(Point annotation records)
———
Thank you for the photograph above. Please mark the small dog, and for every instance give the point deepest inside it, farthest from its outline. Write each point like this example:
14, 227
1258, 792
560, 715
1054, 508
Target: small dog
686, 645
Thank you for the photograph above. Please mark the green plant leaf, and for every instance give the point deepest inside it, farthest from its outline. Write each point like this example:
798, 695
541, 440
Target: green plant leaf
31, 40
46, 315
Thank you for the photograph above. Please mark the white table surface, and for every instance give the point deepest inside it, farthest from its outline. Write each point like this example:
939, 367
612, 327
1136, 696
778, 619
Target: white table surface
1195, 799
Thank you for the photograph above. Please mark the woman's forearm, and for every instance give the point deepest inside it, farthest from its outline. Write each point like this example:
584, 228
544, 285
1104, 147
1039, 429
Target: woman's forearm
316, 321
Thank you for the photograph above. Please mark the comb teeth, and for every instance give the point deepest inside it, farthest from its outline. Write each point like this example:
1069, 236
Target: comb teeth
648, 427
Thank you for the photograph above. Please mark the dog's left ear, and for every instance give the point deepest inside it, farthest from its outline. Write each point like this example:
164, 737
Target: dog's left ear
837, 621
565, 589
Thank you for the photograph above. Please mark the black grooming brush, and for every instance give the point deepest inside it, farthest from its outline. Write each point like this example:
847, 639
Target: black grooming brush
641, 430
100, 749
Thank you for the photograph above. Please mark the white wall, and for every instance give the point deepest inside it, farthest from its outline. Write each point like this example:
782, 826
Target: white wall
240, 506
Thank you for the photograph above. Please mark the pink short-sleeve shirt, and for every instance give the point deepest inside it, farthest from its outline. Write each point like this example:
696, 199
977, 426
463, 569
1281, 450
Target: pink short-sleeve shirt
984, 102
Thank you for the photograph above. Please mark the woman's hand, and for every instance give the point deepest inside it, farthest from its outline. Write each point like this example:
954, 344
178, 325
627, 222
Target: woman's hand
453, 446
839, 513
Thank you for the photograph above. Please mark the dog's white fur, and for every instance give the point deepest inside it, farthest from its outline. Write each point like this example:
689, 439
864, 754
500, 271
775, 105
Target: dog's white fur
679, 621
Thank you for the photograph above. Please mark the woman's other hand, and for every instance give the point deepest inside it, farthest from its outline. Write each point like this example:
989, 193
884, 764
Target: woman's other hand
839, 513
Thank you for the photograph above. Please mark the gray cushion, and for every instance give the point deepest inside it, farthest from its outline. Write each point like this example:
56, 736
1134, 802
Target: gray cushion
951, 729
———
Please reproduce all of the records above line for line, with no changes.

Thank you for the photograph above. Please mark the small dog, and for every instance give the point deepest inside it, farthest from its outline. Write each point like this example:
14, 227
1258, 792
560, 715
1054, 508
Target: small dog
686, 645
Thank you for the photograph above. Please mark the green plant leaf, and for every instance give the point deepest inside it, farthest from its outline. Write each point like this example:
798, 695
541, 440
Target: green plant leaf
31, 40
46, 315
Thank you for the photograph above. Please mark the white table surface, and for every instance give the point deepest inside it, farthest from its outline. Write each point like this example:
939, 367
612, 327
1136, 696
778, 619
Target: white table surface
1195, 799
Thank you for the photograph above. Please mark the woman's forearm, and for every instance give the point deepest inside it, farthest from its outline. Write each point like this example:
584, 228
544, 285
1104, 147
1039, 429
Target: woman's forearm
316, 321
Thank you for the photograph above. Please mark the comb teeth, and for every instance give the point deepest inside it, farthest from its outline. Write each point like this example:
1069, 236
Target: comb teeth
648, 427
Thank you for the photograph above. Please mark the dog's left ear, and for every instance give the point deepest inside it, farthest from its outline. Write each point like this example:
164, 737
Target: dog's left ear
837, 621
565, 589
Thank you for the photograph above. Please mark the black grooming brush, and for every instance give the point deepest inside it, farthest from its outline. Write each point like this example:
847, 639
Target: black grooming brush
641, 430
100, 749
Thank you for the photograph above. Please mark the white wall, and for every instance give the point deepest inside it, farthest from its outline. Write each point like this example:
782, 826
Target: white wall
240, 506
Thank you for the photograph above. Please mark the pink short-sleeve shirt, and for every instance give the point deepest inside it, farthest from its outline. Write each point like this example:
696, 199
977, 426
463, 569
1281, 450
Target: pink short-sleeve shirt
984, 102
Thank you for the photograph above. Please mark the woman's hand, and for every instance give the point deepest inside it, farthest from its outline. Write each point like this example:
954, 344
178, 325
627, 222
Target: woman's hand
453, 446
839, 513
Thank you for the photograph above. Please mark the dog's white fur, and for every instance give the point deepest inside it, farthest from its outline. Write each point like this example:
689, 439
864, 754
500, 271
775, 105
Target: dog's white fur
679, 621
Thank you for the photograph above. Please mark the woman's other hand, and for every instance give the point deepest inside it, farthest from its outline. Write each point like this example:
989, 193
884, 764
Target: woman's other hand
839, 513
Thank you for the photograph above. Please mark the gray cushion, and for every instance give the point deepest inside it, farthest from its outline. Write each point like this example:
56, 736
1134, 802
Target: gray cushion
951, 729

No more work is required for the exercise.